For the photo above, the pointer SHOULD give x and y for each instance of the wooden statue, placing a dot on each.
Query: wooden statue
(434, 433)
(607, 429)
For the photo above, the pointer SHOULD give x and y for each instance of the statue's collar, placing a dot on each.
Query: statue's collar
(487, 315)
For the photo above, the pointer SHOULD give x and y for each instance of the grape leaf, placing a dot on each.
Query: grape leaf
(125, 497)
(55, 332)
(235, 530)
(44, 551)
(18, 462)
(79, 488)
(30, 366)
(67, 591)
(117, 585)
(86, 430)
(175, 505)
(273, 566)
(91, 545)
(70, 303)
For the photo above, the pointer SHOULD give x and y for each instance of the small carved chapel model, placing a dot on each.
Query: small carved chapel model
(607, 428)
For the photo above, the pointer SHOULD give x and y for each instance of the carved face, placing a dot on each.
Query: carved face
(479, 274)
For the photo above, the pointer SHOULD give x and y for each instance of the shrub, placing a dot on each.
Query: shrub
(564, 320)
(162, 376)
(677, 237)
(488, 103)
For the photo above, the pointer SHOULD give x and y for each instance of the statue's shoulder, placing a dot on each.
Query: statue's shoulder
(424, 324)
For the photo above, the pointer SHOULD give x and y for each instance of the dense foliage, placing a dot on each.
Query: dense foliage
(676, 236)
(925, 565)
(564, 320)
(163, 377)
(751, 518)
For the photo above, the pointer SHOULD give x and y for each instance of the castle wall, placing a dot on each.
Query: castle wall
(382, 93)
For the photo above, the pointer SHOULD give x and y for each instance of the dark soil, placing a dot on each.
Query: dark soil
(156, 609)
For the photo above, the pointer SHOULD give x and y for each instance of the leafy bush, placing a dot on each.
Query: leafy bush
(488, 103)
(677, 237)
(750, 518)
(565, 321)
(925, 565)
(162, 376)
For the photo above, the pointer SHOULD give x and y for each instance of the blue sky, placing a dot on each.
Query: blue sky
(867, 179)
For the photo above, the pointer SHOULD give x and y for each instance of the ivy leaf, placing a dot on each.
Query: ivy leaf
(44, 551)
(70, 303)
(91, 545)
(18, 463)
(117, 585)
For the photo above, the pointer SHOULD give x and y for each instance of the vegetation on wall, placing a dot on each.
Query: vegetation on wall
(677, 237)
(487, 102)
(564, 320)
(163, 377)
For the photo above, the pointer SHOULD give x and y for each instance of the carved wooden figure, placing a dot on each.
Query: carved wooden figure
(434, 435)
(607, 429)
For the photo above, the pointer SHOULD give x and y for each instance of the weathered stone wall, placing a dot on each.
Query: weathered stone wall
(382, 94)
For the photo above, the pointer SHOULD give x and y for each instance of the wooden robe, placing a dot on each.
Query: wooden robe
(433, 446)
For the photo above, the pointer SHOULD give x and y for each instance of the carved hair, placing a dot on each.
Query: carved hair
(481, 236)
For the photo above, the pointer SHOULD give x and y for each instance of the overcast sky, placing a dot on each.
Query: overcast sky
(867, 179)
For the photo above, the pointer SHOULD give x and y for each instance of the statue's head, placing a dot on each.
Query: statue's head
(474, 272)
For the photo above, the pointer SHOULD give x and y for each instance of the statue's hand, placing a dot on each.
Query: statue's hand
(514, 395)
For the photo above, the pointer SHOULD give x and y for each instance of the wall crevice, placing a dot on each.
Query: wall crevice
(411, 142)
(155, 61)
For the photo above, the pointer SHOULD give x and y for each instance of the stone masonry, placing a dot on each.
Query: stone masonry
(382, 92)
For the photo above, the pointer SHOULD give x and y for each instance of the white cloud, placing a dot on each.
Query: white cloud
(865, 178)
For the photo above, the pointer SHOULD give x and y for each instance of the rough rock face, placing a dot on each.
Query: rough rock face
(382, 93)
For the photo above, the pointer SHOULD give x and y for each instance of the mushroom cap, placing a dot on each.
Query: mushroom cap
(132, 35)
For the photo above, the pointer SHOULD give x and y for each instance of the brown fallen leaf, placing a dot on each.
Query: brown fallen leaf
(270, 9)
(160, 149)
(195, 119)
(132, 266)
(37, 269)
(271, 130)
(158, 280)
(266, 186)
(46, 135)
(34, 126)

- _Written task_
Give an exact repetition of all the material.

- _Worked answer_
For the photo above, the pointer SHOULD give x and y for each instance of the wooden statue, placing a dot on each.
Query: wooden statue
(434, 433)
(607, 429)
For the photo above, the pointer SHOULD give x and y for each instance of the statue's collar, placing a dot on each.
Query: statue's collar
(487, 315)
For the photo above, the pointer SHOULD give x and y for each instance of the grape leaf, placing a dot on each.
Query: grape leaf
(125, 497)
(55, 332)
(235, 530)
(44, 551)
(18, 462)
(79, 488)
(30, 366)
(67, 591)
(117, 585)
(86, 430)
(175, 505)
(273, 566)
(91, 545)
(70, 303)
For the photo above, the pointer SHOULD give x and y for each instance of the small carved chapel model, placing a dot on each.
Query: small carved chapel model
(607, 428)
For the photo above, the pointer SHOULD give x and y for each instance of the carved face, placing a dot on each.
Query: carved face
(479, 274)
For the photo above, the pointer SHOULD give x and y for each instance of the shrub, placing a dot on each.
Query: shrub
(564, 320)
(162, 376)
(677, 237)
(488, 103)
For the photo above, the pointer SHOULD give x and y for each instance of the statue's shoulder, placing a dot on each.
Query: statue's shoulder
(424, 324)
For the photo above, the pointer SHOULD give x and y for each instance of the dense foliage, placing a dot on each.
Query: dense foliage
(676, 236)
(925, 565)
(564, 320)
(163, 377)
(751, 518)
For the photo above, the pointer SHOULD give x and y for each instance of the castle wall, placing a dot on each.
Query: castle wall
(382, 93)
For the photo above, the pointer SHOULD give x and y for each instance of the dark soil, placing a dot on each.
Query: dark soil
(156, 609)
For the photo above, the pointer SHOULD give x and y for each instance of the leafy bush, placing a dot on each.
Query: leafy bush
(488, 103)
(677, 237)
(750, 518)
(565, 321)
(925, 565)
(162, 376)
For the photo above, the pointer SHOULD give x and y for each instance of the blue sky, placing a dot on each.
Query: blue sky
(867, 179)
For the photo above, the pointer SHOULD give x and y for each instance of the ivy leaf, placing a dot on each.
Query: ivy leaf
(44, 551)
(70, 303)
(91, 545)
(18, 463)
(117, 585)
For the photo above, the pointer SHOULD give x and y for each instance of the vegetation on wall, placing a dot on each.
Query: vegetation on wall
(677, 237)
(487, 102)
(564, 320)
(163, 377)
For the photo above, the pointer SHOULD give x and y for each instance of the carved wooden figure, placing a dot on each.
Query: carved wooden figure
(434, 435)
(607, 429)
For the photo above, the pointer SHOULD give x and y for each instance of the weathered stone wall, placing a dot on each.
Query: weathered stone wall
(382, 94)
For the photo above, the pointer SHOULD give x and y for each instance of the wooden robe, placing a dot on each.
Query: wooden robe
(433, 446)
For the photo above, the pointer SHOULD give x and y for each instance of the carved hair, placing a dot on each.
Query: carved hair
(481, 236)
For the photo above, the pointer SHOULD give x and y for each instance of the overcast sky, placing a dot on each.
Query: overcast sky
(867, 179)
For the photo above, the pointer SHOULD give x and y for each instance of the statue's head, placing a dot on each.
Query: statue's head
(474, 272)
For the photo above, the pointer SHOULD give x and y for each instance of the statue's hand, placing a dot on each.
Query: statue's hand
(514, 395)
For the photo above, the pointer SHOULD give x and y for each instance of the wall crevice, placing a dot on each.
Query: wall crevice
(411, 142)
(155, 61)
For the photo above, the pointer SHOULD give x and y for each instance of the stone masonry, placing a dot on each.
Query: stone masonry
(382, 92)
For the photo above, the pointer SHOULD give x and y for each instance of the white cloud, placing a dot on each.
Query: white cloud
(865, 178)
For the photo above, the pointer SHOULD give x and y for each instance of the rough rock face, placing a dot on each.
Query: rough rock face
(382, 93)
For the photo above, the pointer SHOULD give x and y for each instance of the mushroom cap, placing a dot on each.
Query: mushroom cap
(132, 35)
For the photo above, the pointer SHOULD give x and y for each instance of the brown fallen leaf, placing a dot on each.
Query: brown fallen leaf
(270, 9)
(160, 149)
(195, 119)
(132, 266)
(37, 269)
(271, 130)
(158, 280)
(266, 186)
(46, 135)
(34, 126)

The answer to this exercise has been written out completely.